### EXERCISE PROMPT
Among the entries below, how many lines contain the string "instance"? Only the number is wanted.

(Saved data entries)
==============================
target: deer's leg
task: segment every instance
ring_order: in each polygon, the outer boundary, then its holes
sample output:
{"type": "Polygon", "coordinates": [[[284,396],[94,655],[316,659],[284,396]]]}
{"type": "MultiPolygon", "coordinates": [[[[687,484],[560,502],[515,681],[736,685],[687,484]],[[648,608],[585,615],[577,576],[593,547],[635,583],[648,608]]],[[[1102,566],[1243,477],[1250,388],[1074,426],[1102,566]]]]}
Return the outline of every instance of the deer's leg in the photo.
==============================
### THE COMPLETED TASK
2